** Opening Records for this task block **
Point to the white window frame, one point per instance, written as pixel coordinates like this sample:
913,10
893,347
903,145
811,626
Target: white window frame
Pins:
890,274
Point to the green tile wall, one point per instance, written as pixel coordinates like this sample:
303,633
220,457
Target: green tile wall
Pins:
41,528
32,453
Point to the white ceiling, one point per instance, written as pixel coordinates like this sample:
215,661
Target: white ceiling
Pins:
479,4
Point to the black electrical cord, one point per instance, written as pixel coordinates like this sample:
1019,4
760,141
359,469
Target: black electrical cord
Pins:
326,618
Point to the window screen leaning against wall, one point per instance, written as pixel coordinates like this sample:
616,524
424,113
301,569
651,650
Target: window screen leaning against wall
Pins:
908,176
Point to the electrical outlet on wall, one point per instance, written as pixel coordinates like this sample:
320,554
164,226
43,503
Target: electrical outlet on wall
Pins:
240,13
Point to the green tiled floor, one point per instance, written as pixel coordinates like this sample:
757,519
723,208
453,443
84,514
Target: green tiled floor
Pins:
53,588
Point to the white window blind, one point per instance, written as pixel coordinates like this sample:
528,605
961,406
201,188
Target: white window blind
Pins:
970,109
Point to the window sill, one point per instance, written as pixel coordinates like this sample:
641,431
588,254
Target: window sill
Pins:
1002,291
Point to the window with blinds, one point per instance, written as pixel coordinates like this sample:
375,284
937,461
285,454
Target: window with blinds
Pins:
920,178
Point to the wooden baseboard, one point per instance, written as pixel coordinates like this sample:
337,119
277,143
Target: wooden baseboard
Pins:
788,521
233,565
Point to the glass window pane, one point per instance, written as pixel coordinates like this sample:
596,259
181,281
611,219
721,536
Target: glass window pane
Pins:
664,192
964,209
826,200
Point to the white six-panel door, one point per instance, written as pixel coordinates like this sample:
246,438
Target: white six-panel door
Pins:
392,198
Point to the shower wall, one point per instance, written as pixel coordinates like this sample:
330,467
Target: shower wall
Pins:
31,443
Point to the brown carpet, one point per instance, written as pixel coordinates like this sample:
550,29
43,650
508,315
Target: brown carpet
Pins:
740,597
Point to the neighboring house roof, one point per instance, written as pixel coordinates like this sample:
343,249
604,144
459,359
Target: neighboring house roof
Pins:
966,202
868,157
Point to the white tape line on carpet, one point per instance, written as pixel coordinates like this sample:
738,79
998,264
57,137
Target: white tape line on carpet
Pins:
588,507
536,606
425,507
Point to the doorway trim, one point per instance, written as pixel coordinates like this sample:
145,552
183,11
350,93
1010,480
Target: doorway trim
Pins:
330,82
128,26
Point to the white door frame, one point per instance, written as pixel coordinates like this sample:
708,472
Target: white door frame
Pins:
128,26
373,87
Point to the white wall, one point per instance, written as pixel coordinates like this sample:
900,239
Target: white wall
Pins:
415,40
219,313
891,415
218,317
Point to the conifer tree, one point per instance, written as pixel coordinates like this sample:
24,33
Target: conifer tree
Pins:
** Closing Records for this task block **
Task objective: Each line above must be output exactly as it stands.

Task answer:
Point to the white window frame, one point per instance, written as pixel coordinates like this sample:
913,10
893,347
903,145
811,626
Target: white window frame
Pins:
890,274
Point to the green tile wall, one point per instance, written as pixel coordinates like this sample:
303,633
220,457
Target: green tile wall
Pins:
41,528
32,453
Point to the white ceiling, one point per instance, written as pixel coordinates like this sample:
215,661
Target: white ceiling
Pins:
479,4
Point to the black electrical cord, one point per instance, written as pixel coordinates like this sample:
1019,4
760,141
359,469
Target: black electrical cord
Pins:
326,618
Point to the window screen leaning against wall, one point per instance, written as pixel coordinates like this sample:
616,524
424,113
301,569
651,650
Target: window screen leaning against wall
Pins:
908,176
Point to the electrical outlet on wall, one point per instance, written as pixel coordinates like this sample:
320,554
164,226
43,503
Target: electrical outlet on wall
Pins:
240,13
Point to the green tiled floor, one point per instance, written as pixel coordinates like this sample:
757,519
723,208
453,443
84,514
Target: green tiled floor
Pins:
53,588
Point to the white window blind, one point per instance, written as pixel coordinates like this sample:
528,605
961,406
201,188
Target: white window blind
Pins:
970,109
Point to the window sill, one point per instance, written as pixel coordinates like this sample:
641,431
588,254
Target: window sill
Pins:
1002,291
Point to the window with blinds, one point per instance, written as pixel coordinates like this sample:
375,284
937,461
285,454
Target: window with blinds
Pins:
920,178
Point to the wooden baseboard, one point per instance, written as pixel coordinates like this sample:
337,119
277,143
Target: wooden baseboard
Pins:
788,521
233,565
Point to the glass window pane, one point per instance, written as pixel coordinates like this sample:
596,259
181,281
611,219
721,536
Target: glass window pane
Pins:
664,192
964,209
826,200
Point to the white six-panel door, one point per instance, written as pixel coordinates like this sample:
246,438
Target: white six-panel door
Pins:
392,198
Point to the shower wall, one point per instance, written as pixel coordinates like this sample:
330,467
Target: shower wall
Pins:
31,443
Point to the brown carpet, one point per instance, written as pixel coordinates like this sample:
550,29
43,650
508,315
Target: brown carpet
Pins:
740,597
Point to the neighboring house roof, one point per instance, written as pixel coordinates like this sample:
343,249
604,144
459,359
Target: neighboring house roof
Pins:
966,202
868,157
Point to the white tape line on carpet, one point per instance, written as pixel coordinates like this sample:
738,79
998,264
57,137
Target: white tape line on carpet
Pins:
588,507
536,606
425,507
Point to the doorway trim, one point per instance, written as pixel coordinates like this sample:
145,552
183,11
350,93
1010,480
Target: doorway trim
Pins:
330,82
128,26
Point to the white door frame, one point per instance, written as pixel coordinates like this sample:
708,472
Target: white door frame
Pins:
128,26
373,87
Point to the white wall, one point per instance, written as pixel coordinates like this sample:
900,239
Target: white wall
Pins:
415,40
219,313
891,415
218,317
Point to the conifer tree, one point per instance, written as pixel coordinates like this sample:
24,33
Target: conifer tree
Pins:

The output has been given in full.